== Work to complete ==
Each line from the one containing "point: beard -- one" through the end of the entries below should be transcribed exactly, and no other line.

[Data records]
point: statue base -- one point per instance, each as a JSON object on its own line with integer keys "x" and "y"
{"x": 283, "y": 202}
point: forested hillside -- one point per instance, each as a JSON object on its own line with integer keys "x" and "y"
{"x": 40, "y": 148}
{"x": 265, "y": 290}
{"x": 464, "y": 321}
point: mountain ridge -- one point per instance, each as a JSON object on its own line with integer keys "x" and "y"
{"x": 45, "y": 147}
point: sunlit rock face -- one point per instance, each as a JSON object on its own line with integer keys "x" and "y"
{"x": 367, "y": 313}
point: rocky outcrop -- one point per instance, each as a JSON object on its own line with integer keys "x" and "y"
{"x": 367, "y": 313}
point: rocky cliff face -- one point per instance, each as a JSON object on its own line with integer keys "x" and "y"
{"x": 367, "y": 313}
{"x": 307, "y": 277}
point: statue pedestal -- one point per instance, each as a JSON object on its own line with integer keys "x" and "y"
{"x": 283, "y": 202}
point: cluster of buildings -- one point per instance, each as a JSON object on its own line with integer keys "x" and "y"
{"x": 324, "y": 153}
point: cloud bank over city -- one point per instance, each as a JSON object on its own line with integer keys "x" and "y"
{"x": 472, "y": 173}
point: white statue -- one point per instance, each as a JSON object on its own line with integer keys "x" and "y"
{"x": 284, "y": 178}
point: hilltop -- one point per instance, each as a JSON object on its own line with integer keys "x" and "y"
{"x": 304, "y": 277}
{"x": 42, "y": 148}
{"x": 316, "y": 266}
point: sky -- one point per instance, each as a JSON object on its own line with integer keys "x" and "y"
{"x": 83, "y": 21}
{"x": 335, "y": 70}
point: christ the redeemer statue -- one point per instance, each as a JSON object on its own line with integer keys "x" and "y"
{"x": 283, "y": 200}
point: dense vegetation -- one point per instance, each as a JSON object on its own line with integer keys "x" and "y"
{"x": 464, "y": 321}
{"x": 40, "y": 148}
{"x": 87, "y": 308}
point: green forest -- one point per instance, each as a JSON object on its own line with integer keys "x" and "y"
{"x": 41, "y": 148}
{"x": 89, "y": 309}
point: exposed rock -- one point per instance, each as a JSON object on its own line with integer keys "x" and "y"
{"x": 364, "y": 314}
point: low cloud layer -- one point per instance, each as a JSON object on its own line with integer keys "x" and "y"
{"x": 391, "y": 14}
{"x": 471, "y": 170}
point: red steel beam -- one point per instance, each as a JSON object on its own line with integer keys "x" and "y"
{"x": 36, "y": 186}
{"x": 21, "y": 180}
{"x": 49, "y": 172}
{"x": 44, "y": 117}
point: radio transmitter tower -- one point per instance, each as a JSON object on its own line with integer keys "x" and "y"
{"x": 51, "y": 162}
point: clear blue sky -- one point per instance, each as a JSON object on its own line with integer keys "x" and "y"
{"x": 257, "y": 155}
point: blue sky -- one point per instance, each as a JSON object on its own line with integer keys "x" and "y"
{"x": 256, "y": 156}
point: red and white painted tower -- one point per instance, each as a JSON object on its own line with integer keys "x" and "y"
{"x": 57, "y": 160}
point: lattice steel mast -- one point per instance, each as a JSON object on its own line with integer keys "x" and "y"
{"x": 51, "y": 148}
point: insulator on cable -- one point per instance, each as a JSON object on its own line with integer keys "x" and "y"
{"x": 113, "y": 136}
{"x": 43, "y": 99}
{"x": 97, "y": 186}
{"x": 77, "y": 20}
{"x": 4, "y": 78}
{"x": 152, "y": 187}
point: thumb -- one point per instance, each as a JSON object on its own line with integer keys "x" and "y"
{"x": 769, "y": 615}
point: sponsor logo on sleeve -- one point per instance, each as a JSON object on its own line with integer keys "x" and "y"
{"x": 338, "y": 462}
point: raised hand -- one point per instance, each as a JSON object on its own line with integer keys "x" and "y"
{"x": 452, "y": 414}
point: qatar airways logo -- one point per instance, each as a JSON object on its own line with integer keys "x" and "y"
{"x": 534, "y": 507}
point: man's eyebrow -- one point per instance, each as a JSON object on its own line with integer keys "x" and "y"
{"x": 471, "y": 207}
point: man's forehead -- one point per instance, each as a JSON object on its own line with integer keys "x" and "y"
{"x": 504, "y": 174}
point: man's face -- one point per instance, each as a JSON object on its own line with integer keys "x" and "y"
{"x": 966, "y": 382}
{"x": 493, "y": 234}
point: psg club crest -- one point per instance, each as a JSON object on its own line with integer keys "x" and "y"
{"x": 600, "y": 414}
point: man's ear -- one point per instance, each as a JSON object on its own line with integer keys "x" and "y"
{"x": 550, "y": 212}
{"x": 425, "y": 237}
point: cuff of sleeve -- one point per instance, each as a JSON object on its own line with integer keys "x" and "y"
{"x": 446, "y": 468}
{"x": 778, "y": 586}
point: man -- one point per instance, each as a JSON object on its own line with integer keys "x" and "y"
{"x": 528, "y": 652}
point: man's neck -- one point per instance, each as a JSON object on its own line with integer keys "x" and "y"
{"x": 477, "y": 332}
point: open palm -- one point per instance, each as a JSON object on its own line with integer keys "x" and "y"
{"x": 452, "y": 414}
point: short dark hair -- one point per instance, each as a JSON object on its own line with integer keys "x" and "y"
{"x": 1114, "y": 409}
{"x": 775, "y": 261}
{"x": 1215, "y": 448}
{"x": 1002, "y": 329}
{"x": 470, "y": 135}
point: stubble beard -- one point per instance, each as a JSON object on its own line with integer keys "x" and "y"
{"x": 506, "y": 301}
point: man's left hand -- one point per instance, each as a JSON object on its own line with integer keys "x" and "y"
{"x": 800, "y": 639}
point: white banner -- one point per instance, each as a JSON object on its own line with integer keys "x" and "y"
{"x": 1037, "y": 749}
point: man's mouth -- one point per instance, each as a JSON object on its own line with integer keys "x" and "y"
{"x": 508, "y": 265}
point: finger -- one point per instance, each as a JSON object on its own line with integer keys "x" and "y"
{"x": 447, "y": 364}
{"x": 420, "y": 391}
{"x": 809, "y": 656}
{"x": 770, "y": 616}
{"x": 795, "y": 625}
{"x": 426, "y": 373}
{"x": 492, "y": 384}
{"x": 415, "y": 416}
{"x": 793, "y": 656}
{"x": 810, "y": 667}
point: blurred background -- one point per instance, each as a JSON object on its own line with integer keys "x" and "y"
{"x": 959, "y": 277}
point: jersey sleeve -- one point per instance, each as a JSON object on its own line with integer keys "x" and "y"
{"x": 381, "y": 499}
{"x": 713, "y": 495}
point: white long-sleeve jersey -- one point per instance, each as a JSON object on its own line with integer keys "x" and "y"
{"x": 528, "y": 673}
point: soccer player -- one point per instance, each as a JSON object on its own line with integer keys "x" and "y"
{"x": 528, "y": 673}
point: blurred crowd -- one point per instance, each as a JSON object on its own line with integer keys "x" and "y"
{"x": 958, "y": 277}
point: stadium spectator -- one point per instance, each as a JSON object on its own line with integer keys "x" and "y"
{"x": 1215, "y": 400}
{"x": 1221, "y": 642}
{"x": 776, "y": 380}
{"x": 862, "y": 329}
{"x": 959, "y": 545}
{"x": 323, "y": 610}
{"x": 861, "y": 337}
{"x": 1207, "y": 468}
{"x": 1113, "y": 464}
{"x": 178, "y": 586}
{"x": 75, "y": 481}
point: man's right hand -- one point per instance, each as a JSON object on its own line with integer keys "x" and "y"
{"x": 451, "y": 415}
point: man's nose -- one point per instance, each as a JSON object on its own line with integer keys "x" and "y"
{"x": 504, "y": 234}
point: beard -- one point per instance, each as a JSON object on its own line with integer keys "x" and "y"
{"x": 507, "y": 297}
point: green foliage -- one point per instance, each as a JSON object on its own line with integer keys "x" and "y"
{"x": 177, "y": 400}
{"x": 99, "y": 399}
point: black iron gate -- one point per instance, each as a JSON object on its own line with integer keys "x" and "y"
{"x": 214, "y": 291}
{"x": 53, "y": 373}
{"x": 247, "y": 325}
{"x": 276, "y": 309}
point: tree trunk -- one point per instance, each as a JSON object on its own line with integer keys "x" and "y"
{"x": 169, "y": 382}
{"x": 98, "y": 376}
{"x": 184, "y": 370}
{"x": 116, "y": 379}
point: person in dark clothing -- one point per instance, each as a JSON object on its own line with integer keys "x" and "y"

== Exercise output ==
point: beard -- one point per instance, each as a JSON object on its own line with integer keys "x" and "y"
{"x": 507, "y": 297}
point: green foliage -- one point per instance, each as a JSON object on its own line with integer keys "x" and "y"
{"x": 177, "y": 400}
{"x": 99, "y": 399}
point: black iron gate -- one point per instance, each as a JSON object on its own line with integer keys "x" and "y"
{"x": 214, "y": 291}
{"x": 53, "y": 373}
{"x": 247, "y": 325}
{"x": 276, "y": 309}
point: tree trunk -- one point per instance, each as a JSON object on its own line with integer keys "x" and "y"
{"x": 169, "y": 382}
{"x": 98, "y": 376}
{"x": 184, "y": 370}
{"x": 116, "y": 379}
point: person in dark clothing -- one point per instance, each as a JSON object on its own line with integer keys "x" and "y"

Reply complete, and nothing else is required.